Explore the material →
#1 Repeat the passage of the quantum programming article word for word, starting at "In the future, quantum" and ending at "and computer science.".
#2 For each statement below, say yes or no according to the quantum programming article, and quote the exact words from it that decide the answer. (a) Polla was nominated for the C.J. Kok Jury Award 2024 for PhD thesis of the Year. (b) Four of Polla's new design principles are included in his thesis. (c) The researchers test the software they design on full-scale quantum computers.

Smart programming for the quantum computer that does not exist yet
Designing innovative algorithms, thinking outside the box, and brainstorming over coffee with his colleagues — this is what physicist Stefano Polla enjoys most. His success shines through in his nomination for the C.J. Kok Jury Award 2024 for PhD thesis of the Year.
‘It might seem strange, but we do not know yet what quantum computers will be useful for,’ says Stefano Polla. ‘We only know they can solve very different problems than classical computers. That is enough to convince us that we will find important applications across various fields.’
From classical simulation to quantum simulation
Simulation helps researchers to find solutions to problems more quickly. In fields like aircraft design, for example, the performance of new airplanes is first tested on computers. Only the most promising designs are then tested in wind tunnels, saving significant time and money.
In the future, quantum computers might enable similar simulations for quantum systems – such as complex molecules and materials. We design software for these quantum computers and have started doing this while full-scale quantum computers are not available yet. This means we cannot test the software we design. Instead, the researchers from the Applied Quantum Algorithmes Group characterise it using tools from theoretical physics, mathematics, and computer science.
Isn't it premature to start designing software for a computer that hasn't been built yet? ‘No, not at all,’ Polla responds. By preparing smart algorithms for future quantum systems we ensure that investments in building quantum computers will pay off in the future.
Under-explored directions
‘Probably it has something to do with my character, but I tend to approach research questions creatively, from less-explored angles,’ Polla admits. In total, he started tens of research projects during his PhD. ‘As a result, many of the paths I explored didn’t perform as well as I’d hoped.’ However, Polla sees this as a valuable outcome of scientific research: understanding what ‘does not work as expected’ is extremely valuable. Although it is sometimes frustrating.
His approach also led to significant successes. Five of his new design principles passed rigorous testing and characterization and are therefore included in Polla's thesis. Polla even proposes a new application area for quantum algorithms in chemistry.
A special role for one qubit
While collecting his research results for his thesis, Polla realised that a common thread connected the design principles he proposed. ‘I suggested assigning a specific role to one of the qubits in the computer. One qubit, the smallest unit of quantum information, can have the power to drive complex algorithms if used carefully.’
In his algorithms, this single qubit is tasked with specific functions, such as assisting in cooling the system to almost absolute zero, measuring and extracting information from the quantum system, or correcting errors as they occur.
Of course, using only a single qubit rather than many for these operations affects the system’s overall capacity. ‘But in one of my papers, I prove that if you do it smartly, you don’t lose much capacity,’ Polla notes.

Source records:
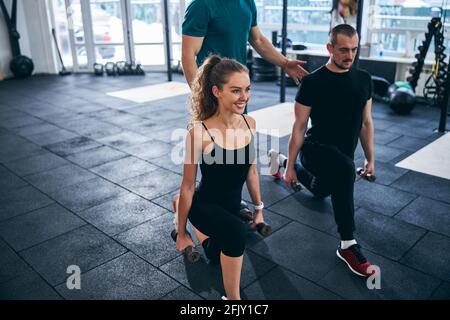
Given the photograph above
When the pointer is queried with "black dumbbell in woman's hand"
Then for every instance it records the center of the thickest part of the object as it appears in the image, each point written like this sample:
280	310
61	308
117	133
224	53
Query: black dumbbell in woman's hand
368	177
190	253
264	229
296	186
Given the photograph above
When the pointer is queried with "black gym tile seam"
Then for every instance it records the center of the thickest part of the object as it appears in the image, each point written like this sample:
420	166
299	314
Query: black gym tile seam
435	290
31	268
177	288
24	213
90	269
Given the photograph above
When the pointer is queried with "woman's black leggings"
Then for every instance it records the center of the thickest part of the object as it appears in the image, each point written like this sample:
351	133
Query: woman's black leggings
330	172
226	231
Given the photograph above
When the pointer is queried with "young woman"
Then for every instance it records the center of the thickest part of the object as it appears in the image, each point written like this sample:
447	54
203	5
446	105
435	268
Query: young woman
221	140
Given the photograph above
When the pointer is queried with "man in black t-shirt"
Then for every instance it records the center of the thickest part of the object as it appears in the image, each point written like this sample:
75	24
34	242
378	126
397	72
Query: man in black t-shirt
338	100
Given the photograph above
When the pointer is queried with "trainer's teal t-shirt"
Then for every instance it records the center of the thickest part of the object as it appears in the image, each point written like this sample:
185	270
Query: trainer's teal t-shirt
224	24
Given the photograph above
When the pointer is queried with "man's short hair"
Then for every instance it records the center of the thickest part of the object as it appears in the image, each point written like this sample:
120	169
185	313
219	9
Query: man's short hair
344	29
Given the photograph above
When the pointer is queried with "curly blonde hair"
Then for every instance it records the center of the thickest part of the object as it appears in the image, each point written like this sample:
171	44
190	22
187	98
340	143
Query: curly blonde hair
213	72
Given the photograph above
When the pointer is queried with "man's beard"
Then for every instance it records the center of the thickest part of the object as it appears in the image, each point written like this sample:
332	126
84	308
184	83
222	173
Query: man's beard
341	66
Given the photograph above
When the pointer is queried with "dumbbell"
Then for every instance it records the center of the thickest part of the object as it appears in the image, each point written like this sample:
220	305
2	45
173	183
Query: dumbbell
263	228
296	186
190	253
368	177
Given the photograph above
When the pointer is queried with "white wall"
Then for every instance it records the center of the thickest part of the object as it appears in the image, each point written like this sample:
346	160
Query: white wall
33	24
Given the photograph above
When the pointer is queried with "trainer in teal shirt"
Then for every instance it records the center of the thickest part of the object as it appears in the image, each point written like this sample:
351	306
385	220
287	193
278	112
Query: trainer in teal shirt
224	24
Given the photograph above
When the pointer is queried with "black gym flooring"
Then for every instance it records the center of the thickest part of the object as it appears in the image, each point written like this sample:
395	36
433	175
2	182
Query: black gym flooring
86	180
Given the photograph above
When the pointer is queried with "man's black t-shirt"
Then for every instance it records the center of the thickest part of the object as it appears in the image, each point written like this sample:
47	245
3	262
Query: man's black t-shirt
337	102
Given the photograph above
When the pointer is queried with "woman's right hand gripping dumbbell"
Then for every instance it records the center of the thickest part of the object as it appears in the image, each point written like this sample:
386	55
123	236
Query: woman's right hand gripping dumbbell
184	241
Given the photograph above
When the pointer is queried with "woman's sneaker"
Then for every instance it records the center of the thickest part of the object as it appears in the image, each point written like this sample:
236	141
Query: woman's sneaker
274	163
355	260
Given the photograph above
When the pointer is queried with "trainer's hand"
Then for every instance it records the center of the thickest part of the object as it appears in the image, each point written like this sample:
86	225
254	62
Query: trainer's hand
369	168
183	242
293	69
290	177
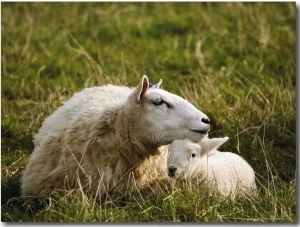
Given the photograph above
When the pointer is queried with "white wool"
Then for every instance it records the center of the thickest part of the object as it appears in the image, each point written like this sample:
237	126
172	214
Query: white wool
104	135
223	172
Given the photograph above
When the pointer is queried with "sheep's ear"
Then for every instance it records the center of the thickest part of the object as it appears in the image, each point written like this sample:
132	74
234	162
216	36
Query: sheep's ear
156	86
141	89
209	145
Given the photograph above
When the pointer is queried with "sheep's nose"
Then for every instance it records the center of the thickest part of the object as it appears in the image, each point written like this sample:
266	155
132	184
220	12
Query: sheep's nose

Answers for each item →
#1
In the future, quantum computers might enable similar simulations for quantum systems – such as complex molecules and materials. We design software for these quantum computers and have started doing this while full-scale quantum computers are not available yet. This means we cannot test the software we design. Instead, the researchers from the Applied Quantum Algorithmes Group characterise it using tools from theoretical physics, mathematics, and computer science.

#2
(a) Yes: "His success shines through in his nomination for the C.J. Kok Jury Award 2024 for PhD thesis of the Year."
(b) No: "Five of his new design principles passed rigorous testing and characterization and are therefore included in Polla's thesis."
(c) No: "This means we cannot test the software we design."